• [Task brief]:
Each entry below must be repeated word for word.

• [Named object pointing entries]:
— BEGIN —
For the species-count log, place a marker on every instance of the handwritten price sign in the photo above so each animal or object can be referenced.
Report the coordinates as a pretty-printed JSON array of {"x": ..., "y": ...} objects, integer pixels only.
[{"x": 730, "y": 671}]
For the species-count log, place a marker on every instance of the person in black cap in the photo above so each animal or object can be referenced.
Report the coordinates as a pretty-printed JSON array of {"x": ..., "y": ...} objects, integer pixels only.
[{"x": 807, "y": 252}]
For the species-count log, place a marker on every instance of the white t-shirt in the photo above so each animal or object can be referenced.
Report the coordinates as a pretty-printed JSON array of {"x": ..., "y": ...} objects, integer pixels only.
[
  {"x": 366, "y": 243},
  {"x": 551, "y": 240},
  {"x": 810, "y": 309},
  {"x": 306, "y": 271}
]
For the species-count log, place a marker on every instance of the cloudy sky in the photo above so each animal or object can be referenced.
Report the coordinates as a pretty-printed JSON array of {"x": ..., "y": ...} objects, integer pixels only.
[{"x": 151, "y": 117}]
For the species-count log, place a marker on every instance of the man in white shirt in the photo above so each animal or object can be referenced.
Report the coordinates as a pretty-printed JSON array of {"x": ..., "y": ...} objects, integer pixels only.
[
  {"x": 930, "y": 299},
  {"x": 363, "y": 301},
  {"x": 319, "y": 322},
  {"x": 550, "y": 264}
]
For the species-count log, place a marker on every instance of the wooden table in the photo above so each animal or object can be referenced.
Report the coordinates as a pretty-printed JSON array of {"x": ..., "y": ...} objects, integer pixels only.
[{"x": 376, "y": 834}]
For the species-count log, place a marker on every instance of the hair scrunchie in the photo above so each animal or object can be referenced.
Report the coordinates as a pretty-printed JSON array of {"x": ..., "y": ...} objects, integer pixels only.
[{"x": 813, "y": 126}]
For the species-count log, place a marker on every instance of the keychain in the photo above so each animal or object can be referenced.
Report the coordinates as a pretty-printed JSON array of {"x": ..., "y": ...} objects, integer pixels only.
— END —
• [Exercise answer]:
For the species-count log, place a marker on every instance of the handwritten price sign in the photo above so each animal or object can be referenced.
Report the coordinates as a pretty-printed JSON array of {"x": ..., "y": ...} objects, integer pixels only.
[{"x": 730, "y": 671}]
For the species-count log, place a marker on every instance of the person in black cap in the photo above so each animal or object can be referenced.
Report the coordinates as a pretty-printed JSON array of {"x": ..., "y": ...} objects, integer pixels only.
[{"x": 807, "y": 252}]
For the species-count log, place a marker on every instance of the white t-shirt in the photo above so each animal or object can be referenced.
Report the coordinates as a pretty-printed JSON array of {"x": ..., "y": ...} objects, integer pixels only.
[
  {"x": 366, "y": 243},
  {"x": 551, "y": 240},
  {"x": 810, "y": 309},
  {"x": 306, "y": 271}
]
For the species-count log, place a marker on every instance of the cloudy sky in the photo above so each animal or object can be referenced.
Report the coordinates as a pretty-printed JSON array of {"x": ..., "y": ...} objects, integer pixels only.
[{"x": 151, "y": 117}]
For the species-count log, place a marker on every instance of the man in white shirt in the photo above so each animal or object can be referenced.
Report the coordinates as a pretty-printed JSON array of {"x": ..., "y": ...} objects, integer pixels only.
[
  {"x": 930, "y": 299},
  {"x": 363, "y": 301},
  {"x": 319, "y": 322},
  {"x": 550, "y": 264}
]
For the species-count log, place a marker on every instance of the wooden table in the photo above so each animal or object can be referenced.
Report the coordinates as a pretty-printed JSON array of {"x": ..., "y": ...} objects, integer pixels only.
[{"x": 376, "y": 834}]
For the species-count log, place a marker on every instance of the hair scrunchie in the photo above so each animal or object can be referenced.
Report the coordinates as a pretty-printed JSON array of {"x": ..., "y": ...} objects, integer pixels only.
[{"x": 813, "y": 126}]
For the species-count log, place a marker on every instance of the keychain in the photo above so each animal or object can be referenced.
Report the coordinates as a pretty-printed JSON array of {"x": ..., "y": ...} objects, integer pixels only.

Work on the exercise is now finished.